▸ Short exercise 1:
Answer these questions from the rules text:
(a) How many Influence Tokens does Armand have left after the Umpire rules his attempt to send arms a failure?
(b) Which hero does the rules text call a particular favourite for Republicans?
(c) How many votes does each player who is a Deputy have?

▸ Source text:
******

Armand uses one of his Tokens to try to send arms to Royalist rebels. The Umpire rules that it fails. Armand now only has one Influence Token left.

8.2 The Political Clubs
Two political groups begin the game organised as 'clubs' with Membership cards, and the Jacobins have a separate room for their meetings.
These Clubs were in some ways the forerunners of modern political parties; their main functions in game terms is to allow players to settle on a 'party line' with supposedly like-minded people. Some players start the game as members; others begin as uncommitted and can ask to join one or other. Note that there is no right to be admitted. If you want to start a NEW club, this is possible. Talk to the Umpires.




8.3 THE NATIONAL CONVENTION

8.3.1 Speechmaking in the Convention
Historically, the French Deputies made interminable speeches, full of flowery prose, rhetoric and bombast. For the purposes of the game, speeches must be kept short. Even a thirty-second effort could swing a vote!
To represent the 'rhetorical' tradition, players will be rewarded for speechmaking. Umpire votes will tend to go the way of the best speeches, and in some cases extra Influence Tokens will be distributed. Even if a vote is lost, the speeches will have an effect! The Game Designer requests that all players – especially the journalists – try to regard speeches as important.

What makes a good 'National Razor' speech?

*Short and to the point. Use the Motion Number from the List you get on the day.
*Use references to heroes, e.g. of Ancient Greece or Rome. A particular favourite for Republicans is Brutus, First Consul of the Roman Republic, who had his sons executed for plotting a return to Monarchy. William Tell and Mutius Scaevola were also popular. Check your personal objectives to see if you have a personal favourite, or bring your own if you're a classicist.
* Patriotic, with offers and dramatic gestures of self-sacrifice.
*Calls for simplicity, natural existence, virtue…
*Effective insults and jokes

Try to put some bombastic historical references in, and lay it on thick!

Example: Lucien Untel speaks in favour of Motion 94.
"Citizens! I will pour out the last drop of my heart's blood and die for the Revolution and for France, our Glorious Fatherland, as did the heroes who slew the bloodsucking tyrant Caesar! Vote for Motion 94 to ensure patriotic glory for us all by vanquishing the modern Tarquin, that slave of the Austrian Tyranny Committee, and giving us a Republic! Or let me die now!" (points pistol at own head).

Armand Gribot replies.
My brother Deputies, vote against Motion 94, for it insults the Father of Our People, our Leader in War and Fount of Justice, anointed before God, and with whom we will all march to victory in our Legions of Glory! The French people are themselves thus, er, affronted , this we must never do. Reject the power-hungry opportunists! Save the Monarchy! [Convention Deputies boo]

8.3.2 Voting in the Convention

Each player who is a 'Deputy' has ten votes. The number required to make a majority will vary according to the number of players on the day, and will be monitored by the Convention Umpire, who will initially act as 'President of the Convention', a 'Speaker' who aims to ensure fair play and efficiency. The President also ensures votes are counted and results are recorded (and may engage Tellers to help.) Non-deputies may speak by invitation. Voting must be in person, and you cannot allow others to use your votes in your absence.

******

▸ Records of labeled points:
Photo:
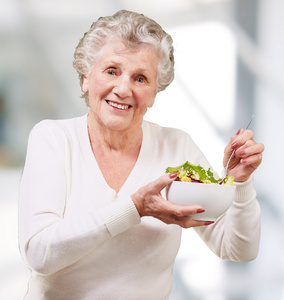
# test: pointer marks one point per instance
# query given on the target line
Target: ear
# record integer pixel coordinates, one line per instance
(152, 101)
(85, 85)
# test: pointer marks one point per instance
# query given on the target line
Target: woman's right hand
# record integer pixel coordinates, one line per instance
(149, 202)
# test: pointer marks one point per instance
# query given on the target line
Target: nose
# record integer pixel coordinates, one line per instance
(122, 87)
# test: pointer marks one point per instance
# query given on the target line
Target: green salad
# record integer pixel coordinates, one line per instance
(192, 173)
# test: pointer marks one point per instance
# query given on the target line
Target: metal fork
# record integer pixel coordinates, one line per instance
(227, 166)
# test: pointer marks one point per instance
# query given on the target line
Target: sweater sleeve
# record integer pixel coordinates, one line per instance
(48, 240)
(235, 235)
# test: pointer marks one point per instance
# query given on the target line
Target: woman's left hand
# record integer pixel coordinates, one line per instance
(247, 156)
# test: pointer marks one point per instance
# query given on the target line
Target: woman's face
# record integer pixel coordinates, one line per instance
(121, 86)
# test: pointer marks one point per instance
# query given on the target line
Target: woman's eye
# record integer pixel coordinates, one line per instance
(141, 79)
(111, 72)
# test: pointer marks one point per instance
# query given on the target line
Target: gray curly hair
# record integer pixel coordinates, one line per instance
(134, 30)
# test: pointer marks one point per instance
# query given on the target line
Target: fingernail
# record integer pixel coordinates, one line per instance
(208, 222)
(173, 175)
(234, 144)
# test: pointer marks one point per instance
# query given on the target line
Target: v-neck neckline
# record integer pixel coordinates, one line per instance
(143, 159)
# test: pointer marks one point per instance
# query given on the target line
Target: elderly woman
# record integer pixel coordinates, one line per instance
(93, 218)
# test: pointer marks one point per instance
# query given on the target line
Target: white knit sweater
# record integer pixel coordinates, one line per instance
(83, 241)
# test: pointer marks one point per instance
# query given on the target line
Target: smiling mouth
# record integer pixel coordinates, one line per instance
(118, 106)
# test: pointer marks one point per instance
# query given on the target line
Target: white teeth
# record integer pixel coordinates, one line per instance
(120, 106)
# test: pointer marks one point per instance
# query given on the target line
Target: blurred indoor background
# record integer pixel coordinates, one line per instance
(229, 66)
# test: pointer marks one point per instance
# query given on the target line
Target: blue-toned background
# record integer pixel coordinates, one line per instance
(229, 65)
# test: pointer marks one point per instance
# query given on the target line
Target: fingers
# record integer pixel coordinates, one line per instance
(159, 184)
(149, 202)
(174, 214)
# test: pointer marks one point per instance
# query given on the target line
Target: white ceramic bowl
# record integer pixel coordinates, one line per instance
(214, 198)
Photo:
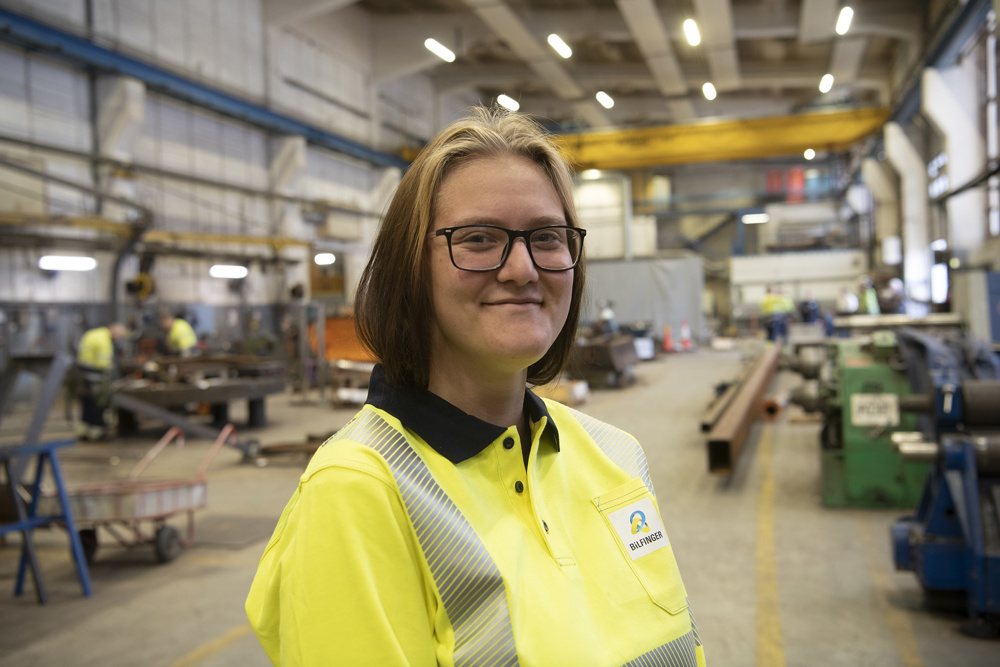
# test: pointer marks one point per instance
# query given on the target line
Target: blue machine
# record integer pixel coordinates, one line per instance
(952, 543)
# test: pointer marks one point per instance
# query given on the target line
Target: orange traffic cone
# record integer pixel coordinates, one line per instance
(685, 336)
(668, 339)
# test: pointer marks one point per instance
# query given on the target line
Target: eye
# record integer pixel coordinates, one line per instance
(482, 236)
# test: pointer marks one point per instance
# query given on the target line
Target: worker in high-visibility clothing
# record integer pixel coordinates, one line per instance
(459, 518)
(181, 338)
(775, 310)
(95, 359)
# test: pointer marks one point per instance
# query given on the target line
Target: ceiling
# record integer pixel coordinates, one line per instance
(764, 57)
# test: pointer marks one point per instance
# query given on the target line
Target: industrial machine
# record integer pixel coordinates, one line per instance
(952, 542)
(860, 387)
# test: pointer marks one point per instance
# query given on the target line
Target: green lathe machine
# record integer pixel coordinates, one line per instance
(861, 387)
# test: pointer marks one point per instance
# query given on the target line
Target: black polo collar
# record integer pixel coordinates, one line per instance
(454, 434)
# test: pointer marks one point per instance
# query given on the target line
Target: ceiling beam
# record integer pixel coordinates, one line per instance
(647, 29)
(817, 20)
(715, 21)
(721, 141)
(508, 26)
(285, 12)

******

▸ Short exercise 2: Locate each line of the records that contains the string "ceiling" and copy those lines.

▸ Exercise answer 1:
(a) One.
(b) Brutus.
(c) Ten.

▸ Exercise answer 2:
Target: ceiling
Target: ceiling beam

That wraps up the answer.